■ **WRITTEN INSTRUCTION**
Count the lines in the rows below that contain the string "background", treating uppercase and lowercase as different. Reply with the number alone.

■ **SUPPLIED INFORMATION**

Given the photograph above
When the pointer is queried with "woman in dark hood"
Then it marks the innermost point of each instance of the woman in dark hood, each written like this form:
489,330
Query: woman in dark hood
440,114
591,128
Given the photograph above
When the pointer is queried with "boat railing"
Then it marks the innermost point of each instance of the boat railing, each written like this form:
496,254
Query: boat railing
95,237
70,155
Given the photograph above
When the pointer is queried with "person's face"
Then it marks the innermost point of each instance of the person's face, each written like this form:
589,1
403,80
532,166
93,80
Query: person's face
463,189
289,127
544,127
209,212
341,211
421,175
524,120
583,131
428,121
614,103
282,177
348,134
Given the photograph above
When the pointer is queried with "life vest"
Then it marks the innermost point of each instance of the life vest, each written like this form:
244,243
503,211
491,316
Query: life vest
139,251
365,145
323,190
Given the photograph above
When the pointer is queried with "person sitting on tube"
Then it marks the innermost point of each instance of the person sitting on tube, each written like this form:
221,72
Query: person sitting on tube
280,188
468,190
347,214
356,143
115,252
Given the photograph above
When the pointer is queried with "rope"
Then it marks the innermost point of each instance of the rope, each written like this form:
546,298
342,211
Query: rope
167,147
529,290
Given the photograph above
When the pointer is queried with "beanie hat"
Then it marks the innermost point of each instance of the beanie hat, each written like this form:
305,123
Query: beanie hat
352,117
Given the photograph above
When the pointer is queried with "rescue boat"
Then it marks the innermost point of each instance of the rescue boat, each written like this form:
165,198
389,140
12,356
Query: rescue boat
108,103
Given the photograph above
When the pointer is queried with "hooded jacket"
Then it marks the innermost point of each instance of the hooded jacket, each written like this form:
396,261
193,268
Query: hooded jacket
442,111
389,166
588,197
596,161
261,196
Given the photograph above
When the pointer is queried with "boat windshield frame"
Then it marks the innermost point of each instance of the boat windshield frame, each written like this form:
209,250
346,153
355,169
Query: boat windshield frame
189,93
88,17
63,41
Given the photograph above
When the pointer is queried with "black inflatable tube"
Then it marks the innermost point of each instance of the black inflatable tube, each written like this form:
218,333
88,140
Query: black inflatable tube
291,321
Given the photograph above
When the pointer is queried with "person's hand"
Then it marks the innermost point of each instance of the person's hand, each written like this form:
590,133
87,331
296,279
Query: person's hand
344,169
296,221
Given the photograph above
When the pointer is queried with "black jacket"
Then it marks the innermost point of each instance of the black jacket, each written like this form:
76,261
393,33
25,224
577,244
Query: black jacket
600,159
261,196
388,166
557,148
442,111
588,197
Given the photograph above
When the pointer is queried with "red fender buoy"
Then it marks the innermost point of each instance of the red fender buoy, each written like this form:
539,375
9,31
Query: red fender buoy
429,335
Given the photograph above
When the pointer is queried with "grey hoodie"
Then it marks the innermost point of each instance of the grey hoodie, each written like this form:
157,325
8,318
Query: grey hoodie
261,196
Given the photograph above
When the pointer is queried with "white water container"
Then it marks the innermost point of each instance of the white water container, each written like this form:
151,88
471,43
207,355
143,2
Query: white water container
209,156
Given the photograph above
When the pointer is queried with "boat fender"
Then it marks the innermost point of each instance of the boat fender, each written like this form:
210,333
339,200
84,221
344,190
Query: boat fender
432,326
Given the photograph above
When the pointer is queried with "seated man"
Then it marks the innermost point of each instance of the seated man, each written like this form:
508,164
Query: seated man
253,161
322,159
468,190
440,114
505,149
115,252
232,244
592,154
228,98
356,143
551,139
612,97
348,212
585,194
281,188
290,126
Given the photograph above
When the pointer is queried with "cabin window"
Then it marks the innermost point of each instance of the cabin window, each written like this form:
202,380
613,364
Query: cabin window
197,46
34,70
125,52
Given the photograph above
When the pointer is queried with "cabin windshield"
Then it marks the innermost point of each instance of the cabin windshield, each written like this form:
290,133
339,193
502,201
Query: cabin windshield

* * *

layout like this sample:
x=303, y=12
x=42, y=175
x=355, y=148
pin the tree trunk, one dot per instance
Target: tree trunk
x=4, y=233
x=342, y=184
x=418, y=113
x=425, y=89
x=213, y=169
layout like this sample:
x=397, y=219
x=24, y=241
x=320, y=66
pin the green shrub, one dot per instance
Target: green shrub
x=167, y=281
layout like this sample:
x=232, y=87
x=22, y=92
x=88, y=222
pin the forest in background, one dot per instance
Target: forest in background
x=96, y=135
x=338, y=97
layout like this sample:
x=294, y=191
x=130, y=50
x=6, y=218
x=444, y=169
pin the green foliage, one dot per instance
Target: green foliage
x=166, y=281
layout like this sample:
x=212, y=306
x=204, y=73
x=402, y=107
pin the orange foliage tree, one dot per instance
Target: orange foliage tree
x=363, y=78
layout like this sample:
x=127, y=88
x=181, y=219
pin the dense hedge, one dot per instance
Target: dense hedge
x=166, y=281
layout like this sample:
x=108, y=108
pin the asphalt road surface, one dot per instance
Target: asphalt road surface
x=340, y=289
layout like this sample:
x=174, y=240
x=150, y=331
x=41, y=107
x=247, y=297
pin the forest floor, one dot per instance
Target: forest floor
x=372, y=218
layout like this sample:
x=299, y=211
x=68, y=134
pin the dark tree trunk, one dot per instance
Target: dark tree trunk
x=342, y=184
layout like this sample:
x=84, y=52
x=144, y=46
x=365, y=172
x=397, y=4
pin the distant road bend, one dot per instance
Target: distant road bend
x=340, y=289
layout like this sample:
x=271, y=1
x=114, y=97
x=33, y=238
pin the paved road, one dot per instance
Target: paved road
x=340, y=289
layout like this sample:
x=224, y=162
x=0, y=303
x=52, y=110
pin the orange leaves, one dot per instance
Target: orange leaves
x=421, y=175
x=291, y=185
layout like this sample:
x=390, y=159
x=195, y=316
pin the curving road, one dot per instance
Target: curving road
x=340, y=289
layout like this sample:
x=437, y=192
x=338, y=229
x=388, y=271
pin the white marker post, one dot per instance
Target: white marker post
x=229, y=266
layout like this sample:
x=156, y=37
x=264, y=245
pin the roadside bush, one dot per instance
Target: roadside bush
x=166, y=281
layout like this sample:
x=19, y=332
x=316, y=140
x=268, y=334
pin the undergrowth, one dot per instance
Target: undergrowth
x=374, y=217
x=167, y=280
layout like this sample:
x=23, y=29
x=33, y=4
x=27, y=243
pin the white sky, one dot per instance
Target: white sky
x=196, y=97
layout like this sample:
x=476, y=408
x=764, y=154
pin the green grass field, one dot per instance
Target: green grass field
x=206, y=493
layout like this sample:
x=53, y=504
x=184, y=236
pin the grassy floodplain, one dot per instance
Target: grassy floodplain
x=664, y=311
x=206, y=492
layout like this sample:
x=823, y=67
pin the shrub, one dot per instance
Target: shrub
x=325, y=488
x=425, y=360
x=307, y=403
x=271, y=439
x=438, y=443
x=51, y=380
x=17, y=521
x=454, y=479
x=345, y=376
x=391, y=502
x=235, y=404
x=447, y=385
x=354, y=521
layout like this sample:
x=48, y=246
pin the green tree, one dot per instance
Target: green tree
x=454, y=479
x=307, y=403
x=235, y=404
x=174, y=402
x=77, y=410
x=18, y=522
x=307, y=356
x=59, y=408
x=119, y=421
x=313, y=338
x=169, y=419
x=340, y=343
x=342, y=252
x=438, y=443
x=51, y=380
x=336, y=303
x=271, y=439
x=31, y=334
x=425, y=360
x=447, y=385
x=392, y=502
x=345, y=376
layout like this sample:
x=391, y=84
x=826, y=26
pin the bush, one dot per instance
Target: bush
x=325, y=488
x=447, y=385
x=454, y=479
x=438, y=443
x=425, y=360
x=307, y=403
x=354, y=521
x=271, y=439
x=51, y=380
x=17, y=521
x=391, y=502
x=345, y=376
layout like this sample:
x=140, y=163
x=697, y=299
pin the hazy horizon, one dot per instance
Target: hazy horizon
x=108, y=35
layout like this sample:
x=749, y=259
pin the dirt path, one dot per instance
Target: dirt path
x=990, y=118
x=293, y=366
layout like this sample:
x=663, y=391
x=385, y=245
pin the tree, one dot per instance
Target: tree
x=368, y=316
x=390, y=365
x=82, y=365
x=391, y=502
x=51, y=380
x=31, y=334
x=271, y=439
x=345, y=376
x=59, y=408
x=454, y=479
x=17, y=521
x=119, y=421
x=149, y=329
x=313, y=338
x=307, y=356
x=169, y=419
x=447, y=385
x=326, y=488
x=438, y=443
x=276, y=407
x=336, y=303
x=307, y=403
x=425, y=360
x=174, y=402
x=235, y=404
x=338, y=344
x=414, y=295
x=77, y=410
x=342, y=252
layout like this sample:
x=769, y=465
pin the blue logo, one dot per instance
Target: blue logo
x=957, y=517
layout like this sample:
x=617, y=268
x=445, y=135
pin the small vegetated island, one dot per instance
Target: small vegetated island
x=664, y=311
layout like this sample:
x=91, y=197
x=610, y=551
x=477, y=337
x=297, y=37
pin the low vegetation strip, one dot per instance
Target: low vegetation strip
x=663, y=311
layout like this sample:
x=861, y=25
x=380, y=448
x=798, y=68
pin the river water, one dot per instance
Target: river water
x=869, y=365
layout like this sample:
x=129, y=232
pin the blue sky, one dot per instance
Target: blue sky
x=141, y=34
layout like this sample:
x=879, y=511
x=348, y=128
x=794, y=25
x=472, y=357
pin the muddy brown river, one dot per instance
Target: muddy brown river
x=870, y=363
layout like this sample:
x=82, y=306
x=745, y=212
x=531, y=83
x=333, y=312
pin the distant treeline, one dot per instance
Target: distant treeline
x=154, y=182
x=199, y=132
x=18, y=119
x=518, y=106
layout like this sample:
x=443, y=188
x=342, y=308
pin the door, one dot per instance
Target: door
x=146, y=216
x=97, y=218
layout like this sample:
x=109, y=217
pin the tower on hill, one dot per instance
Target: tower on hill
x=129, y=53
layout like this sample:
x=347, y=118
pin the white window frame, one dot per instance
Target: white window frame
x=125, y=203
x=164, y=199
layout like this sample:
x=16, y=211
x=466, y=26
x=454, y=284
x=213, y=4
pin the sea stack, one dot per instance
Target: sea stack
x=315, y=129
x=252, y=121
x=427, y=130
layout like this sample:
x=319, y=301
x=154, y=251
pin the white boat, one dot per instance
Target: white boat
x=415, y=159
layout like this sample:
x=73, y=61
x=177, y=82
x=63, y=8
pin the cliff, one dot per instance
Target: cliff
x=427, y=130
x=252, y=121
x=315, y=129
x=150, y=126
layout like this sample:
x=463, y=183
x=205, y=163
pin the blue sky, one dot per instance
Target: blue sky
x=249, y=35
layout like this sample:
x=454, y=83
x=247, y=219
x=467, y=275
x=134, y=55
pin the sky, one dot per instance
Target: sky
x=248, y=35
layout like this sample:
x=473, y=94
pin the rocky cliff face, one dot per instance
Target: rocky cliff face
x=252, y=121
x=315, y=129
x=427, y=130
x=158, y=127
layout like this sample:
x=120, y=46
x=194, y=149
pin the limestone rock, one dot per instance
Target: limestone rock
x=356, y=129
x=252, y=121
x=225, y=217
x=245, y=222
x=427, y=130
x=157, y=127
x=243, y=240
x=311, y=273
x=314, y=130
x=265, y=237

==

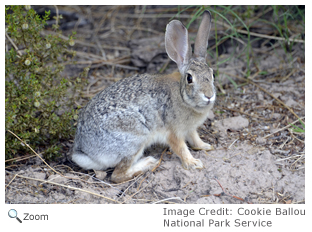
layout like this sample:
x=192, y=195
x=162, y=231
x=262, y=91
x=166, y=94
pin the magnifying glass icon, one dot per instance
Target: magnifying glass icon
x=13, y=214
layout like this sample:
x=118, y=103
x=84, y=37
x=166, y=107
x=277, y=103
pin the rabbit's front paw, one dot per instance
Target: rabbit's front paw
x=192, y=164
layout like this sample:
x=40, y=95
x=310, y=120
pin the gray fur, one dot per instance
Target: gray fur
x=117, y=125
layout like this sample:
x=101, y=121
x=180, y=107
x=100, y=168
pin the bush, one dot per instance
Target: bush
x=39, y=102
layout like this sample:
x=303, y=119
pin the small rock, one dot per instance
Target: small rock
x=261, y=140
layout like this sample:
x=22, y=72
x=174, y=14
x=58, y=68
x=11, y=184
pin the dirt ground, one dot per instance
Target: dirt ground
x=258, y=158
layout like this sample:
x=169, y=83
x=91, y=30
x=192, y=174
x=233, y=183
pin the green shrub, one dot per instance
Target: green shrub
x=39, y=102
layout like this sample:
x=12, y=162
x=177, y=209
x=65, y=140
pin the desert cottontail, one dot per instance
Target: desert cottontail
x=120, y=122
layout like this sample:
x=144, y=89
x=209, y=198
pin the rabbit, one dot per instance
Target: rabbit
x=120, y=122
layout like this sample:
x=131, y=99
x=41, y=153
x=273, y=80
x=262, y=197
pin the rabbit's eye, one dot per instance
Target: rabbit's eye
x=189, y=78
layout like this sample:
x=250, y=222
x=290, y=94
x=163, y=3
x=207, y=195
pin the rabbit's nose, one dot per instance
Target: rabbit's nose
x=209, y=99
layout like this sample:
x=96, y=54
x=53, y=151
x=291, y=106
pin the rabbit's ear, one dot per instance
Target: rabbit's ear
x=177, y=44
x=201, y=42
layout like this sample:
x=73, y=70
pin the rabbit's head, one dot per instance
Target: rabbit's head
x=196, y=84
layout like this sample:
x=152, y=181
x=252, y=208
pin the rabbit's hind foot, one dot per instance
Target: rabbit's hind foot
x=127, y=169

■ **RESULT OF THE EXERCISE**
2